━━━━━ Text provided ━━━━━
This change, which allows @llvm.assume to be used from within computeKnownBits
(and other associated functions in ValueTracking), a

Make use of @llvm.assume in ValueTracking (computeKnownBits, etc.)

This change, which allows @llvm.assume to be used from within computeKnownBits
(and other associated functions in ValueTracking), adds some (optional)
parameters to computeKnownBits and friends. These functions now (optionally)
take a "context" instruction pointer, an AssumptionTracker pointer, and also a
DomTree pointer, and most of the changes are just to pass this new information
when it is easily available from InstSimplify, InstCombine, etc.

As explained below, the significant conceptual change is that known properties
of a value might depend on the control-flow location of the use (because we
care that the @llvm.assume dominates the use because assumptions have
control-flow dependencies). This means that, when we ask if bits are known in a
value, we might get different answers for different uses.
━━━━━
▶ **Problems**
1. Decide whether each statement agrees with the text on @llvm.assume in ValueTracking. For each one, answer yes or no and quote the words of the text that decide it. (a) The parameters added to computeKnownBits are required. (b) The functions can now take a DomTree pointer. (c) Asking whether bits are known in a value always gives the same answer for every use.
2. From the text on @llvm.assume in ValueTracking, reproduce the passage between "Make use of" and "InstSimplify, InstCombine, etc.", inclusive.
━━━━━ Supplied data ━━━━━
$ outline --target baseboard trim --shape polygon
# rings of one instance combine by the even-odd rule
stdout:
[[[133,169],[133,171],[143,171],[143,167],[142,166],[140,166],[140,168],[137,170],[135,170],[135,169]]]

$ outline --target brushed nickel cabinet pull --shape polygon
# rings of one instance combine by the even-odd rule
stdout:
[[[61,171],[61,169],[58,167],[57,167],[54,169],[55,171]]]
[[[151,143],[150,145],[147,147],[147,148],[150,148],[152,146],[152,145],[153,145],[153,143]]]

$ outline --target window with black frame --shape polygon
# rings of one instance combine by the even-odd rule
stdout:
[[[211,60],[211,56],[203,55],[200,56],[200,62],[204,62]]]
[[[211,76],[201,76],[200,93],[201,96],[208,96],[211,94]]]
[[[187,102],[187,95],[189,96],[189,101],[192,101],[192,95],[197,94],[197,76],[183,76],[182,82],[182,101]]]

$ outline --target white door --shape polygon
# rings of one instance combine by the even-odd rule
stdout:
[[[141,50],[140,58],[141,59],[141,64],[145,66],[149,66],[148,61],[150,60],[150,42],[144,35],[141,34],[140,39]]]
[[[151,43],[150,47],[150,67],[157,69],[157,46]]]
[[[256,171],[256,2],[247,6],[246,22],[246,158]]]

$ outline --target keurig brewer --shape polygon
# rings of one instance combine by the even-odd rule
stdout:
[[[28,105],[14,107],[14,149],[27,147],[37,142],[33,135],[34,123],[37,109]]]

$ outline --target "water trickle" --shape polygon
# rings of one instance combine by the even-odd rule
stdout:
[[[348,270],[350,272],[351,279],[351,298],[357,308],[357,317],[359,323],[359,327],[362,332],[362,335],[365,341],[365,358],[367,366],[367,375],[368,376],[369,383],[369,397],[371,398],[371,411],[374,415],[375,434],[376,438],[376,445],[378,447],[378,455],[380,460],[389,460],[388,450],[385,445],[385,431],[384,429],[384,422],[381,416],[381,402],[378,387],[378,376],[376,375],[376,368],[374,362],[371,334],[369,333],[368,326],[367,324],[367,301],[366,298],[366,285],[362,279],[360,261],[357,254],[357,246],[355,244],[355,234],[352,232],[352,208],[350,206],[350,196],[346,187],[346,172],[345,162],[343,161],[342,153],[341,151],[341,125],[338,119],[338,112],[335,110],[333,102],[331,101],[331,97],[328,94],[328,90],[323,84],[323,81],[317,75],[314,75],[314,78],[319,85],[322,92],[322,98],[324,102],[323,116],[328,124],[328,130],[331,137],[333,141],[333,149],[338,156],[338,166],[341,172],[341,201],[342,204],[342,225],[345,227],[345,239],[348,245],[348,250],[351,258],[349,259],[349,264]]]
━━━━━
▶ **Responses in order**
1.
(a) No: "adds some (optional) parameters to computeKnownBits and friends"
(b) Yes: "take a "context" instruction pointer, an AssumptionTracker pointer, and also a DomTree pointer"
(c) No: "we might get different answers for different uses"

2.
Make use of @llvm.assume in ValueTracking (computeKnownBits, etc.)

This change, which allows @llvm.assume to be used from within computeKnownBits
(and other associated functions in ValueTracking), adds some (optional)
parameters to computeKnownBits and friends. These functions now (optionally)
take a "context" instruction pointer, an AssumptionTracker pointer, and also a
DomTree pointer, and most of the changes are just to pass this new information
when it is easily available from InstSimplify, InstCombine, etc.